- **Exercise prompt**: Write out the lines below without any change, and omit the pictures from your answer.

(Collected data entries)
begin
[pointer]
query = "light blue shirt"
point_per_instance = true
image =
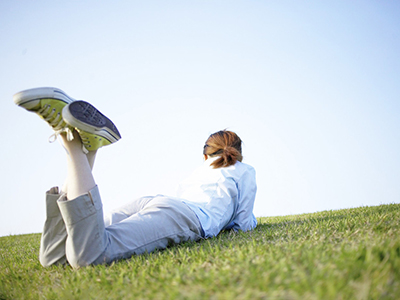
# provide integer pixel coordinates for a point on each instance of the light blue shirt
(221, 198)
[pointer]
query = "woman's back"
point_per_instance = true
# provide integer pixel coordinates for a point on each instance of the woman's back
(221, 197)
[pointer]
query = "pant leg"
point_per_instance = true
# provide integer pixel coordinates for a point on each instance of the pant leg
(83, 217)
(125, 211)
(54, 236)
(160, 222)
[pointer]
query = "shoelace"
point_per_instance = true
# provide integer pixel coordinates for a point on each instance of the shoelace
(85, 143)
(55, 121)
(60, 126)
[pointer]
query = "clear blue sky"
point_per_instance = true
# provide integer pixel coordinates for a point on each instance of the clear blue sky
(312, 88)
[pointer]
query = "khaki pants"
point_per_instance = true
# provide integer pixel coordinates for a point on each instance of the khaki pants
(76, 231)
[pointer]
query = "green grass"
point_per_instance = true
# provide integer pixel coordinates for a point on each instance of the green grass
(344, 254)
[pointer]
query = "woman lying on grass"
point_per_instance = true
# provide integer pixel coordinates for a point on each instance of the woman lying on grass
(219, 195)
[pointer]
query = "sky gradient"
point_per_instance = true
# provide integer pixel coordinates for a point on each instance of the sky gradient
(311, 87)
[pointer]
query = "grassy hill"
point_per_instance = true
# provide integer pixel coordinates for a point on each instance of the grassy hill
(344, 254)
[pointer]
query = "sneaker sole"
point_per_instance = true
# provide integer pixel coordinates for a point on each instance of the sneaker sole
(29, 99)
(84, 116)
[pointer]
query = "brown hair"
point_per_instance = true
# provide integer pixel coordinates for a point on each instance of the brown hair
(225, 144)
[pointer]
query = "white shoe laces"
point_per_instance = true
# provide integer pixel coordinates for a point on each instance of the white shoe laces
(55, 121)
(60, 126)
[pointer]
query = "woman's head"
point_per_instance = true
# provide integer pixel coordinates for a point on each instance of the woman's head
end
- **Answer to the problem**:
[pointer]
query = "light blue shirt"
point_per_instance = true
image =
# provide integer pixel coordinates for a point on each instance of the light blue shirt
(221, 198)
[pointer]
query = "woman's back"
point_per_instance = true
# provide integer pixel coordinates for a point on each instance of the woman's back
(221, 197)
[pointer]
query = "pant leg"
point_per_instance = true
# provide integer pixel coordinates for a point on each instance of the pant leg
(83, 217)
(125, 211)
(54, 236)
(160, 222)
[pointer]
query = "shoelace"
point_per_instance = true
# provide integer pixel coordinates for a point on each instance of the shoelace
(85, 143)
(55, 121)
(60, 126)
[pointer]
query = "clear blue sky"
point_per_instance = true
# provide integer pixel coordinates for a point on each instance of the clear blue sky
(312, 88)
[pointer]
query = "khaki pants"
point_per_instance = true
# provide integer pixel coordinates for a point on each instance of the khaki pants
(76, 231)
[pointer]
query = "green grass"
point_per_instance = true
# provide integer pixel coordinates for a point on each instance of the green grass
(344, 254)
[pointer]
query = "woman lying on grass"
point_per_instance = true
# provide integer pixel coordinates for a point on each instance of the woman lying on grass
(219, 195)
[pointer]
query = "sky gradient"
point_per_instance = true
# provide integer pixel coordinates for a point on each instance of the sky gradient
(311, 87)
[pointer]
query = "grassy hill"
point_per_instance = true
# provide integer pixel coordinates for a point on each instance of the grassy hill
(344, 254)
[pointer]
query = "sneaker sole"
point_per_instance = true
# provide integer pixel coordinates for a point on each instance of the sneaker sole
(29, 99)
(84, 116)
[pointer]
query = "brown hair"
point_per_instance = true
# provide integer pixel coordinates for a point on each instance of the brown hair
(225, 144)
[pointer]
query = "white shoe laces"
point_per_instance = true
# provide integer pixel coordinates for a point on each instance of the white shoe laces
(55, 121)
(60, 126)
[pointer]
query = "woman's head"
point_per_instance = true
# provide integer pixel coordinates for a point on each instance of the woman's head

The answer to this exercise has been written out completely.